### AUFGABE 1
Beantworte anhand des Seitentextes kurz diese drei Fragen:
(a) Welcher Frage folgt die Debatte über nächtlichen Lärm stets?
(b) In welcher Zeitung und an welchem Datum erschien das Zitat von Erich Hess?
(c) Welches Bundesamt hat das lärmende Schönwetter laut Text ignoriert?
### AUFGABE 2
Ändere einen Abschnitt des Seitentextes. Er beginnt bei den Worten „Lärmwetter: Ein wahrlich“ und endet nach „noch viel Arbeit.“; ersetze darin „Meteorologen“ durch „Klimaforscher“.
### AUFGABE 3
Erkläre mit dem Seitentext, warum Mensch und Ökonomie empfindlich auf nächtlichen Lärm reagieren.

### SEITENTEXT
# # # # # # #
Wenn es nachts lärmig ist, plagt das den rechtschaffenen Bürger. Er muss ja Nacht für Nacht schlafenderweise seine Schaffenskraft reproduzieren – der Gesundheit und der Volkswirtschaft zuliebe. Entsprechend sensibel reagieren Mensch und Ökonomie auf nächtlichen Lärm. Die Debatte dazu folgt stets der Frage: Wer ist schuld, wenn der Schallpegel steigt?

Unserer aufmerksamen Leserin A. Z. ist eine neue, dramatische Wende in der Lärmdiskussion nicht entgangen. Sie gehört zu den wenigen, die die Tragweite eines im «Bund» vom 26. Juli 2016 erschienenen Zitats zu erahnen vermochten. Nach den Ursachen für den hohen nächtlichen Schallpegel befragt, erklärte nämlich der SVP-Politiker Erich Hess: Der Grund für den Lärm sei das schöne Wetter. Frau Z. fragt erschrocken: «Kann also auch schönes Wetter Lärm machen?» Sie richte sich mit dieser Frage an die Askforce, weil sie selbst «von Meteorologie wohl weniger versteht als der Zitierte».

Lärmwetter: Ein wahrlich arg unterschätztes Umweltproblem! Es ist überhaupt nicht nachvollziehbar, warum die Wissenschaft – und das Bundesamt für Umwelt! – das lärmende Schönwetter in so sträflichem Masse ignoriert haben, obwohl es schon seit Jahrtausenden – eventuell sogar schon seit Jahrmillionen – Wetter gibt! Hier wartet auf die Meteorologen der Zukunft noch viel Arbeit.
# # # # # # #
### BEREITGESTELLTES MATERIAL
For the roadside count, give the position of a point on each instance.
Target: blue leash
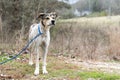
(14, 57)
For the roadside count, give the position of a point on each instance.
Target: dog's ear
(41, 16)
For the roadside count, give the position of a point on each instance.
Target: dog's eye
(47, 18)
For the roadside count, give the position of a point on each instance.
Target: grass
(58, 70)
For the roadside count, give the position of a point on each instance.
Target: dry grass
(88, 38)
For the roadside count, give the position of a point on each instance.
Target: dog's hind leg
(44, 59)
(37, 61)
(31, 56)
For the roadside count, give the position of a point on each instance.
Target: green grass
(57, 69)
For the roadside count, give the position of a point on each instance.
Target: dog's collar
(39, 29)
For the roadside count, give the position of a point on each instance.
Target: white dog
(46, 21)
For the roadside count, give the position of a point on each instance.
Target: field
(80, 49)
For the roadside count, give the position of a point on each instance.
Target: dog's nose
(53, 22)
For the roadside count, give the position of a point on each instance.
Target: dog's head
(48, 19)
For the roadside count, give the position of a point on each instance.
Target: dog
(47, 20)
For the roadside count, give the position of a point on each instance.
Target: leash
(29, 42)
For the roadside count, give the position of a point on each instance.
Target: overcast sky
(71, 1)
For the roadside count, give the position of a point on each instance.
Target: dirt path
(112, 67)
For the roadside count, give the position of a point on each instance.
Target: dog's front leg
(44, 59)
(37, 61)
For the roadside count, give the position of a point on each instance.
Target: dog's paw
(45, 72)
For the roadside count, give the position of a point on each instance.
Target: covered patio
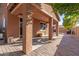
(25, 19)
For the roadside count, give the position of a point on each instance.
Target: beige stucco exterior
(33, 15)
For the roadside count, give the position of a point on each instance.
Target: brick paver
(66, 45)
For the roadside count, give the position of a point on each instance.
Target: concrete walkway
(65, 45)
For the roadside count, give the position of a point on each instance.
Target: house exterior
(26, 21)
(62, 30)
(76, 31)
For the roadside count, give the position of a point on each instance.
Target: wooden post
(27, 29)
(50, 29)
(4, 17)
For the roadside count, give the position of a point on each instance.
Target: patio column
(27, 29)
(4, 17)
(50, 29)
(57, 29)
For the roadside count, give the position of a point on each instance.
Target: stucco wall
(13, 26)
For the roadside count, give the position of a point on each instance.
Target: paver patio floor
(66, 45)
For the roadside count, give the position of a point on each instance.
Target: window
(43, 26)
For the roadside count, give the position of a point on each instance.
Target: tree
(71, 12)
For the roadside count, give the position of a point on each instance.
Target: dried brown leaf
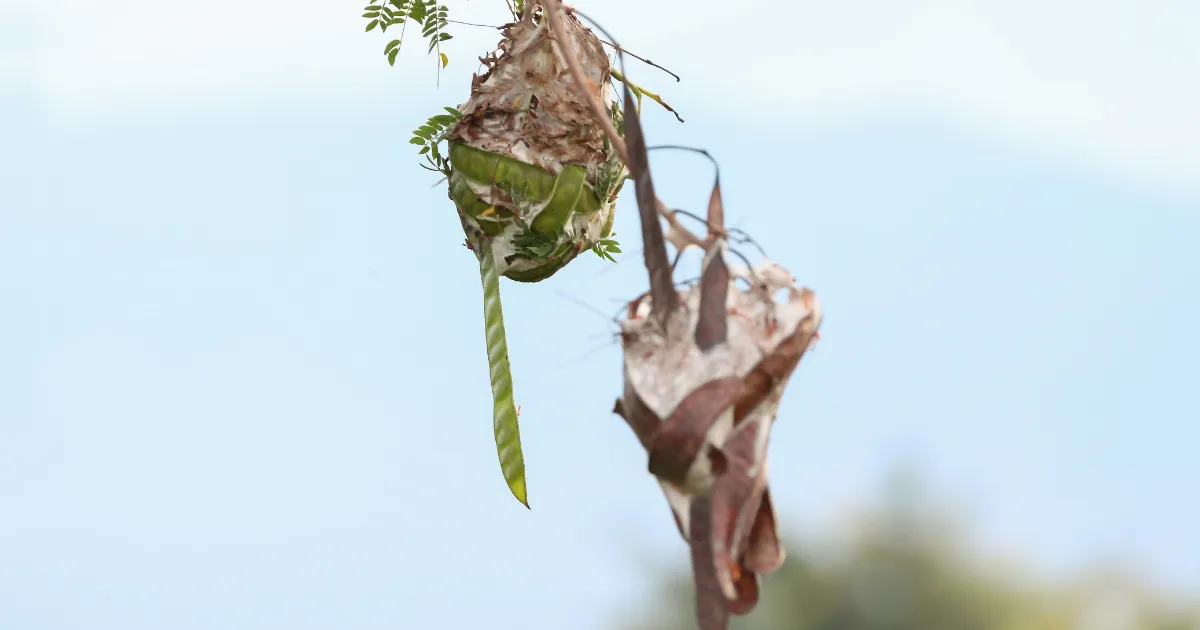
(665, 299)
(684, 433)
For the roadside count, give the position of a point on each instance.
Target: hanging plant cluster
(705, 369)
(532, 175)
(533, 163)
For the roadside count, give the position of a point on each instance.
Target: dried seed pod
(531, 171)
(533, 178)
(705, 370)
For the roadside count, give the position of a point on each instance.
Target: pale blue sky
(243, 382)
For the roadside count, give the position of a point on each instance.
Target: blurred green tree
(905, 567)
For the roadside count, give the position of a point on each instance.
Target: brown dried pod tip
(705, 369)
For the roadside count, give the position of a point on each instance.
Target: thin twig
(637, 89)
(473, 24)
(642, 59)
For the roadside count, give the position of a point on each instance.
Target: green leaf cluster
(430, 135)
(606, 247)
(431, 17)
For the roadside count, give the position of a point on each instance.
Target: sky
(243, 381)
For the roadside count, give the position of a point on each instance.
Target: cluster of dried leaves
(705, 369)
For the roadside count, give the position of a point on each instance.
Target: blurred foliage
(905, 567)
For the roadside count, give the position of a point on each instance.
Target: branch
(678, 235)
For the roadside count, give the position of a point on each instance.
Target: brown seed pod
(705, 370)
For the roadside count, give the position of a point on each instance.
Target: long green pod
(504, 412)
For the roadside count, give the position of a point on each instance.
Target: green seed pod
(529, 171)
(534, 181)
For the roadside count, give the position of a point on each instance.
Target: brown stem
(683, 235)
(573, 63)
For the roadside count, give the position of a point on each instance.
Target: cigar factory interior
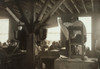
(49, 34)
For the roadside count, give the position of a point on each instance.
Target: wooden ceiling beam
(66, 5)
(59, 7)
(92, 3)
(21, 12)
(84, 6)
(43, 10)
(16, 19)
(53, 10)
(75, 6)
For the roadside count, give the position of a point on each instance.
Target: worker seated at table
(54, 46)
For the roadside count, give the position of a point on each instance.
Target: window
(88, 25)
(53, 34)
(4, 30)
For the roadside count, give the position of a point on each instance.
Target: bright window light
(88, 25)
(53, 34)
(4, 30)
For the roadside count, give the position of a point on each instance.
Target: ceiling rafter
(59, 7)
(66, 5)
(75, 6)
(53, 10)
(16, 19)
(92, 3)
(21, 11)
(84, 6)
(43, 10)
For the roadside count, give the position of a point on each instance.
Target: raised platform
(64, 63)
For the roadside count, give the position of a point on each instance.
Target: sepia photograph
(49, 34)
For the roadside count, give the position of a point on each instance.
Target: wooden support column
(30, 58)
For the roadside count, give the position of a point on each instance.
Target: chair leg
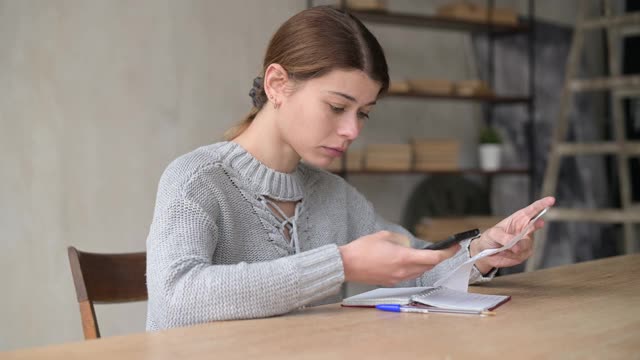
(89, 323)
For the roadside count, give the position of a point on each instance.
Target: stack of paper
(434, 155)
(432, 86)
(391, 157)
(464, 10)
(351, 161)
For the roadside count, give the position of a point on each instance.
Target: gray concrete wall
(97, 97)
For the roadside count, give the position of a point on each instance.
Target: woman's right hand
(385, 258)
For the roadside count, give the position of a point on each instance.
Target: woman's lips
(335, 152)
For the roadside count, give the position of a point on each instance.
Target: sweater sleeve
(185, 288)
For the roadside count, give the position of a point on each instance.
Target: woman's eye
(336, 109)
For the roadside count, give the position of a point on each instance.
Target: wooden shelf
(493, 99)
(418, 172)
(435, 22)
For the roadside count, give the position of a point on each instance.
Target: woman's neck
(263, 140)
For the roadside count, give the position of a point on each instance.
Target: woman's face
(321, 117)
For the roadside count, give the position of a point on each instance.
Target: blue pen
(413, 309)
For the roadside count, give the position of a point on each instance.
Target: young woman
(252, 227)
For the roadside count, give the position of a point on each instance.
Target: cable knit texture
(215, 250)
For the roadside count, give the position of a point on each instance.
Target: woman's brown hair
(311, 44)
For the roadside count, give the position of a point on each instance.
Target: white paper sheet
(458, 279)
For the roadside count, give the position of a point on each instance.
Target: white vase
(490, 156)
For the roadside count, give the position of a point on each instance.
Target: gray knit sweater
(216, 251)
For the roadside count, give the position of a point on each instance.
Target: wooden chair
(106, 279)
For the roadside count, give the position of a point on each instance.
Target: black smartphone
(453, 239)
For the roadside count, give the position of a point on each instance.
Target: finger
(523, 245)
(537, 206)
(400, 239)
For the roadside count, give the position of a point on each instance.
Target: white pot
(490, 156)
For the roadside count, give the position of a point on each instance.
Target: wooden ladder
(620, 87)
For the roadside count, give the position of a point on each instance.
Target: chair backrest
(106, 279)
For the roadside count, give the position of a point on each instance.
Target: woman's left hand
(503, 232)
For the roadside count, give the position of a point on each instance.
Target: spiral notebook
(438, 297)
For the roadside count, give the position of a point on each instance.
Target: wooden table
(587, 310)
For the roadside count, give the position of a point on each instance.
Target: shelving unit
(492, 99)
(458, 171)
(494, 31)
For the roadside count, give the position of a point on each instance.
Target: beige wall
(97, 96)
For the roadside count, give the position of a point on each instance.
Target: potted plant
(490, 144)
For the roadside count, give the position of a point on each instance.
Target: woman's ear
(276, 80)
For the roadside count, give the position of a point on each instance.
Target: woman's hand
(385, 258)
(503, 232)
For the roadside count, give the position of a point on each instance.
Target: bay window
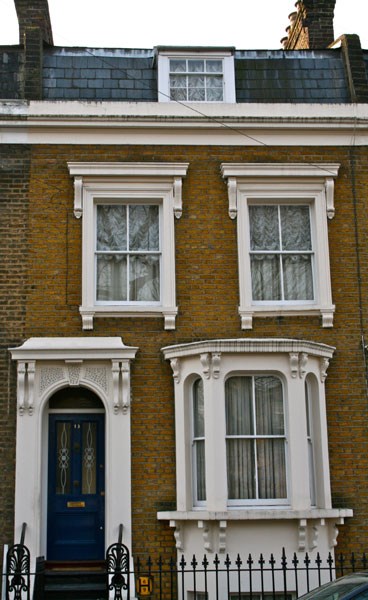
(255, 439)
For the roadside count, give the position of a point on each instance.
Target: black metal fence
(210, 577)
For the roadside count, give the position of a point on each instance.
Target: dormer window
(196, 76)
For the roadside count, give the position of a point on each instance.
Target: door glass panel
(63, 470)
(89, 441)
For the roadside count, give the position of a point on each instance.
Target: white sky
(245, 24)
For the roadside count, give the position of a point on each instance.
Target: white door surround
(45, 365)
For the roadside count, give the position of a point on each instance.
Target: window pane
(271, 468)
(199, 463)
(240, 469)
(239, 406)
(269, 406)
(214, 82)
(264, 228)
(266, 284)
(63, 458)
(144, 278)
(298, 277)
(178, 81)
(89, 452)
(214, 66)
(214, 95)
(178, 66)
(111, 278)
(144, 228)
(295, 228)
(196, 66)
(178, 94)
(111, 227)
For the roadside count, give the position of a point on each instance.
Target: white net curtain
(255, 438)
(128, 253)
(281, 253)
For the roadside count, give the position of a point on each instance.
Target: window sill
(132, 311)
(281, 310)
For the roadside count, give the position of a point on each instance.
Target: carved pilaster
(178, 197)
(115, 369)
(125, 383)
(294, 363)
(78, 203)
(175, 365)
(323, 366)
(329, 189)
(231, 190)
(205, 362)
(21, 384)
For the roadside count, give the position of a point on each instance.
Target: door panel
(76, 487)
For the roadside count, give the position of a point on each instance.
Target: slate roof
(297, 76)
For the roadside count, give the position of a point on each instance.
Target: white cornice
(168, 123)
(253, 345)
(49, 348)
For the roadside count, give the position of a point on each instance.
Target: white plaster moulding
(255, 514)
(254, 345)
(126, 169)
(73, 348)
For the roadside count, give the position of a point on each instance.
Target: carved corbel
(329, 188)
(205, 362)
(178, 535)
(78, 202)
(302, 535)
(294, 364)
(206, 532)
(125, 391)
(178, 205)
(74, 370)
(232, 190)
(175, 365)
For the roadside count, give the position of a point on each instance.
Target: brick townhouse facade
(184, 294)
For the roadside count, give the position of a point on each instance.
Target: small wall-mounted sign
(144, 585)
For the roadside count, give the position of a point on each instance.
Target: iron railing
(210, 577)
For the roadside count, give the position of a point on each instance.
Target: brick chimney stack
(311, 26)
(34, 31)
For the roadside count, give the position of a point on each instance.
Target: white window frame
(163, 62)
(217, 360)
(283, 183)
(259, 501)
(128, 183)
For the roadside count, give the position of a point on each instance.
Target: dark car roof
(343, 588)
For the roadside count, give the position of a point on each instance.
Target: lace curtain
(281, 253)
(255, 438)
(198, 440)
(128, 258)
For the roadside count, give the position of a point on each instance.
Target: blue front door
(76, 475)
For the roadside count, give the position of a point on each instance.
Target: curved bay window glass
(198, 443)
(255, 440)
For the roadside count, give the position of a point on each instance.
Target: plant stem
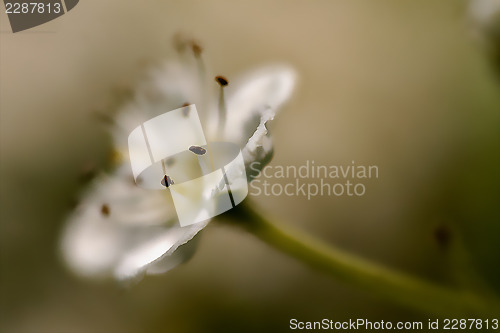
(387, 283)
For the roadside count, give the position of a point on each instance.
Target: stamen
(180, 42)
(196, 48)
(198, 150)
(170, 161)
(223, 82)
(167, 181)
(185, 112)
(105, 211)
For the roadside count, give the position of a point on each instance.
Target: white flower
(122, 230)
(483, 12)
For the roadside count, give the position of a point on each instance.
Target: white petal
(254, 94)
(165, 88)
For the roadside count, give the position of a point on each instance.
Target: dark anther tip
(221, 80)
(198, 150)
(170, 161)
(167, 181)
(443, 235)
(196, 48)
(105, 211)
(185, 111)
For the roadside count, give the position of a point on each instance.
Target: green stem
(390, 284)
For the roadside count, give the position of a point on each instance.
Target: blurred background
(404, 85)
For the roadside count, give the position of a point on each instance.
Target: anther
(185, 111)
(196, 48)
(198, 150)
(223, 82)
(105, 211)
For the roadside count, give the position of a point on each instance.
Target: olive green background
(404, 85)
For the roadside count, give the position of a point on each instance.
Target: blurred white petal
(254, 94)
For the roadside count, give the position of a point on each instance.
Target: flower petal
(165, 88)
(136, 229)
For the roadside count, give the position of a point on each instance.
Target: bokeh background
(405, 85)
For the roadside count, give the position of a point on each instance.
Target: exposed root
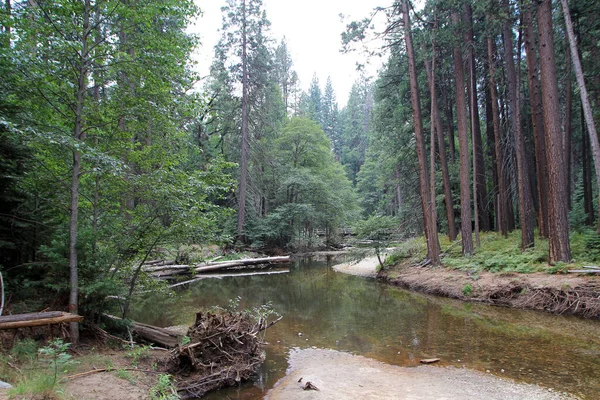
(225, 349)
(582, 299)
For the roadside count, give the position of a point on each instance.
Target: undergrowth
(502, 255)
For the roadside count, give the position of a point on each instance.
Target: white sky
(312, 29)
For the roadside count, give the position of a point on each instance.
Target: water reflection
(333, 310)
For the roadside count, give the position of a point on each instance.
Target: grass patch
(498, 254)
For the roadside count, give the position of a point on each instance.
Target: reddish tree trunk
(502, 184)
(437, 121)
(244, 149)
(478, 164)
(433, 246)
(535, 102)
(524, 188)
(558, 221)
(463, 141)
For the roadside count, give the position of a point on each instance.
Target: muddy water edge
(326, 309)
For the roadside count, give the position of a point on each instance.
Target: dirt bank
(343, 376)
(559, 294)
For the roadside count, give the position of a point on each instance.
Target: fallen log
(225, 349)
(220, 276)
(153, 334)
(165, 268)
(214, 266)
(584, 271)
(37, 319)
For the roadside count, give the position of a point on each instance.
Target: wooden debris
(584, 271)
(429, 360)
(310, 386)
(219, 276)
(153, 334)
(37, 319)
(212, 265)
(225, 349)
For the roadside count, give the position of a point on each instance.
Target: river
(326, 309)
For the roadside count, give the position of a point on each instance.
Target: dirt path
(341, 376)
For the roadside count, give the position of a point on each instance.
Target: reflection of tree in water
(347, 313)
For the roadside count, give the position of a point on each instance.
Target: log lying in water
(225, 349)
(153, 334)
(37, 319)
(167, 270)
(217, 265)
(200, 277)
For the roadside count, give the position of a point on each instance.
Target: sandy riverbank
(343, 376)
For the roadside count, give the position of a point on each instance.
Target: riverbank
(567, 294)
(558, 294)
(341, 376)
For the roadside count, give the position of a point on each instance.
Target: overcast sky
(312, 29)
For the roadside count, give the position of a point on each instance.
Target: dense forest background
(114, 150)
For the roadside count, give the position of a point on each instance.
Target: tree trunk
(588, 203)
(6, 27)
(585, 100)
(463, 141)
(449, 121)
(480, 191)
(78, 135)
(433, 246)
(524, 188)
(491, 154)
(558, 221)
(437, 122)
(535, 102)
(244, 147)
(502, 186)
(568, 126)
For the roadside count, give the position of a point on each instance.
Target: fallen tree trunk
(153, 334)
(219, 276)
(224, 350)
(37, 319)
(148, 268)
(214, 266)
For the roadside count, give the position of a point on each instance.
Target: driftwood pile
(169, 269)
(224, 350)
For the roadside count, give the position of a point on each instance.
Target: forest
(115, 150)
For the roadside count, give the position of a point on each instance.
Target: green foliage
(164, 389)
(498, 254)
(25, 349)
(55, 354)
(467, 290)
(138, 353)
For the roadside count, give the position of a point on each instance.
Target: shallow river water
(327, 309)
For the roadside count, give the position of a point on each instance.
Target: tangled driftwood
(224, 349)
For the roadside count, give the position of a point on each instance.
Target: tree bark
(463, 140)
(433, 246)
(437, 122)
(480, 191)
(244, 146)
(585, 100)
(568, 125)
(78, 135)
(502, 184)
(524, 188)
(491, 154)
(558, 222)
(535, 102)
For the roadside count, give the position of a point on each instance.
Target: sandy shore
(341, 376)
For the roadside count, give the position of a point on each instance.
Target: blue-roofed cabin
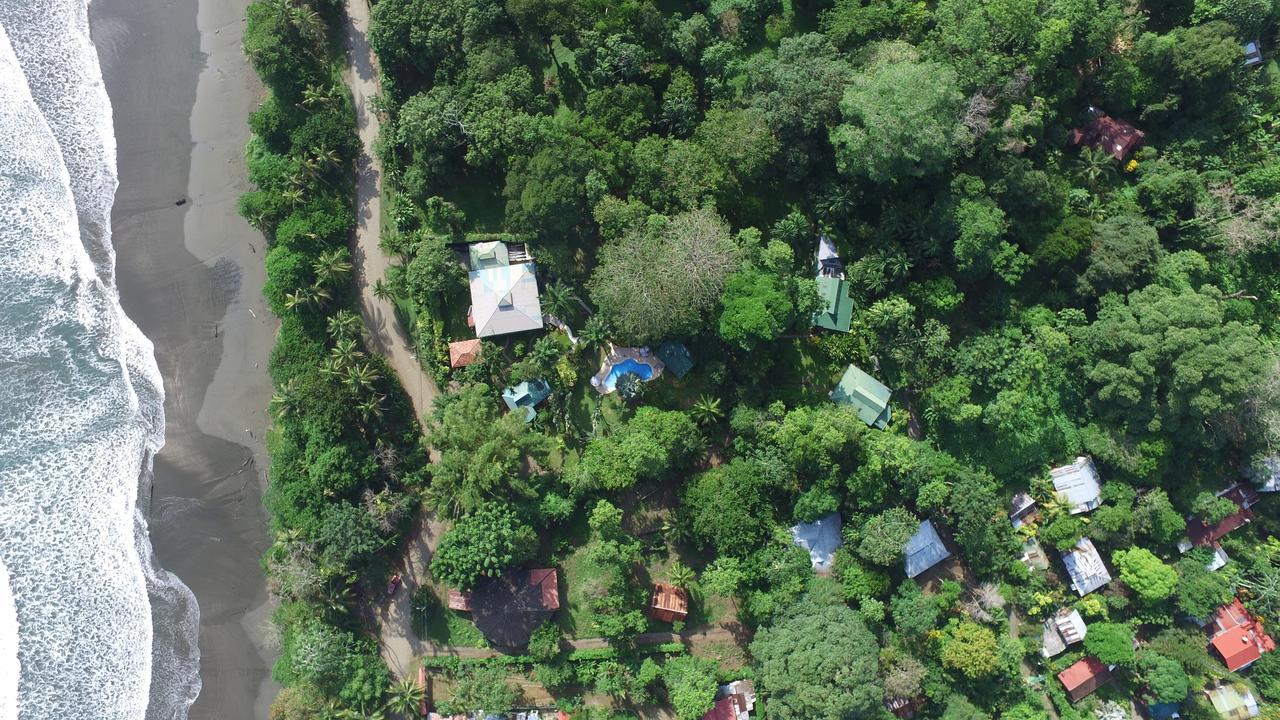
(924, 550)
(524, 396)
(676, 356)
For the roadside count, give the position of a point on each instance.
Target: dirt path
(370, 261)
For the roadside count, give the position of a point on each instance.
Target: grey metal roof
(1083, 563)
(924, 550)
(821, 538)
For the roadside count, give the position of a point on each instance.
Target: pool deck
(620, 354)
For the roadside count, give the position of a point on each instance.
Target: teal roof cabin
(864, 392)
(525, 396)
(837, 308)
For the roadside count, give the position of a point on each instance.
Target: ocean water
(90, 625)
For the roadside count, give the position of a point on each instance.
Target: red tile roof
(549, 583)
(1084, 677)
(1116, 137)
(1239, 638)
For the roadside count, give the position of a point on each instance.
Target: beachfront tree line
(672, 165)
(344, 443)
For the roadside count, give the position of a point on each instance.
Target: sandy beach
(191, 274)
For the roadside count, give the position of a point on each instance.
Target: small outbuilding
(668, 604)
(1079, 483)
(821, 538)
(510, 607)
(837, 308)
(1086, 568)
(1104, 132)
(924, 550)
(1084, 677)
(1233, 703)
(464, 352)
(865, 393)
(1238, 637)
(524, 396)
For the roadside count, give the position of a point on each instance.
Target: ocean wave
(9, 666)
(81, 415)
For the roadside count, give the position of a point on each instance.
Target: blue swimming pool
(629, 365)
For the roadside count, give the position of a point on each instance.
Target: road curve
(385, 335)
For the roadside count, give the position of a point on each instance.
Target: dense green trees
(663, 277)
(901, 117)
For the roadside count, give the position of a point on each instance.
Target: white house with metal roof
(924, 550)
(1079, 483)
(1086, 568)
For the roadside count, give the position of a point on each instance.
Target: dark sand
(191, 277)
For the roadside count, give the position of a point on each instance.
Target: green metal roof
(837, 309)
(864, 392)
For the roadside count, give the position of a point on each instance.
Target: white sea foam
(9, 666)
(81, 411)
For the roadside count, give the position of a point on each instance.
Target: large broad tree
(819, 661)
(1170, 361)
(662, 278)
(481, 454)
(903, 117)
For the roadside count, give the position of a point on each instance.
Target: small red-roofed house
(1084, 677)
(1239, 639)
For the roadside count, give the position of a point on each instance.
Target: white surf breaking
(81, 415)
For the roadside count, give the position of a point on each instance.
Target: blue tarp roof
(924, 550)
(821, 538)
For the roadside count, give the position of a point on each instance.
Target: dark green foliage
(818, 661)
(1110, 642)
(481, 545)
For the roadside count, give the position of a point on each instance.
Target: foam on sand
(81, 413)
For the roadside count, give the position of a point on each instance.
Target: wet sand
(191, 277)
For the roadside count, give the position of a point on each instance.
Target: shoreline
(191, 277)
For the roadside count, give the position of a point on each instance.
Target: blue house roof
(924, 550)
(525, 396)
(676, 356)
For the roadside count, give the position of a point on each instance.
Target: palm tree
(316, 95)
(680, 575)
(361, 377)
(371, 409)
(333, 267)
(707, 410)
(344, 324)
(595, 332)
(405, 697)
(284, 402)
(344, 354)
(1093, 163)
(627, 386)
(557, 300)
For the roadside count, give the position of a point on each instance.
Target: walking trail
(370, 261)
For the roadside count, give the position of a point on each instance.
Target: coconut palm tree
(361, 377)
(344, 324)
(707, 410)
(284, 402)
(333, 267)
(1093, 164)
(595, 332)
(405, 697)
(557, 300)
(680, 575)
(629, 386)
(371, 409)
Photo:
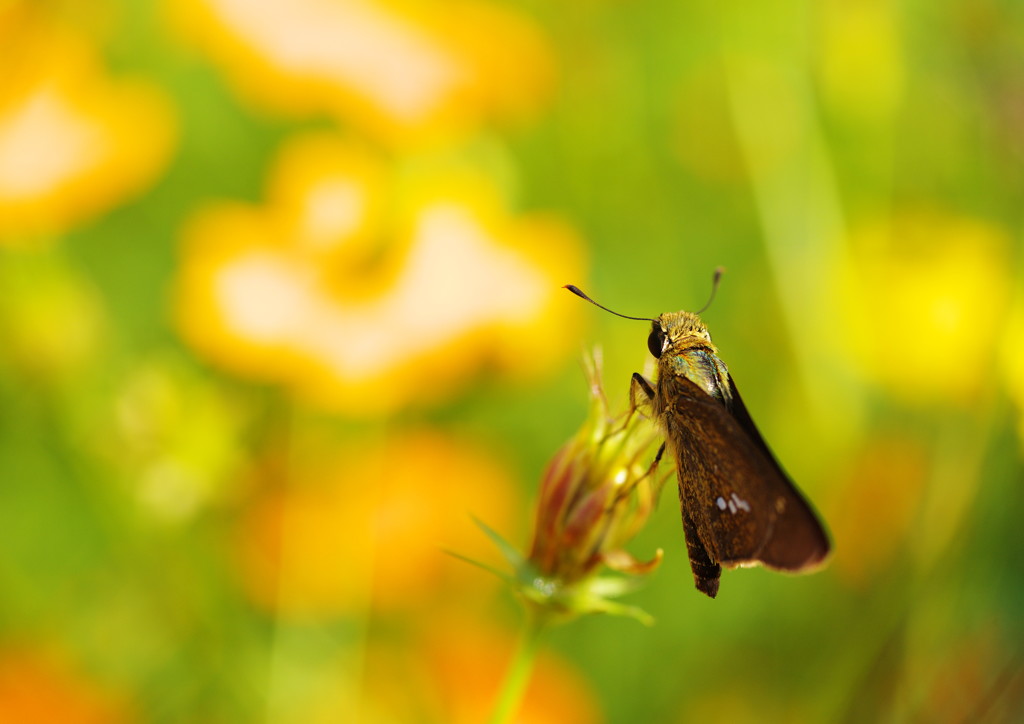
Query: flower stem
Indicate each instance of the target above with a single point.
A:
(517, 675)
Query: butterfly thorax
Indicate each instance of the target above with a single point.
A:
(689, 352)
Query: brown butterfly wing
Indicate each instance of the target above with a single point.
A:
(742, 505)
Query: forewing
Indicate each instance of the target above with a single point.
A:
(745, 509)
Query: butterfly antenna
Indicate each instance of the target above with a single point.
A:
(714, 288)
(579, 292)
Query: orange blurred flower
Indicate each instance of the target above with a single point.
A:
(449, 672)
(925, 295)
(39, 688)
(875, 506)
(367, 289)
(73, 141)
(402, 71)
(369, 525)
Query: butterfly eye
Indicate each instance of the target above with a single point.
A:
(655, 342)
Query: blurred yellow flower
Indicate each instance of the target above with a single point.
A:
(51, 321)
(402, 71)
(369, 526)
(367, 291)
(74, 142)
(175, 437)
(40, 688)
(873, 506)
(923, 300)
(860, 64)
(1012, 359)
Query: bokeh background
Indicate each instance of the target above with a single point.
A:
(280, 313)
# # # # # # #
### ANTWORTFELD 1
(a) Wer ist schuld, wenn der Schallpegel steigt?
(b) Im «Bund» vom 26. Juli 2016
(c) Das Bundesamt für Umwelt

### ANTWORTFELD 2
Lärmwetter: Ein wahrlich arg unterschätztes Umweltproblem! Es ist überhaupt nicht nachvollziehbar, warum die Wissenschaft – und das Bundesamt für Umwelt! – das lärmende Schönwetter in so sträflichem Masse ignoriert haben, obwohl es schon seit Jahrtausenden – eventuell sogar schon seit Jahrmillionen – Wetter gibt! Hier wartet auf die Klimaforscher der Zukunft noch viel Arbeit.

### ANTWORTFELD 3
Der rechtschaffene Bürger muss Nacht für Nacht im Schlaf seine Schaffenskraft reproduzieren. Das tut er der Gesundheit und der Volkswirtschaft zuliebe.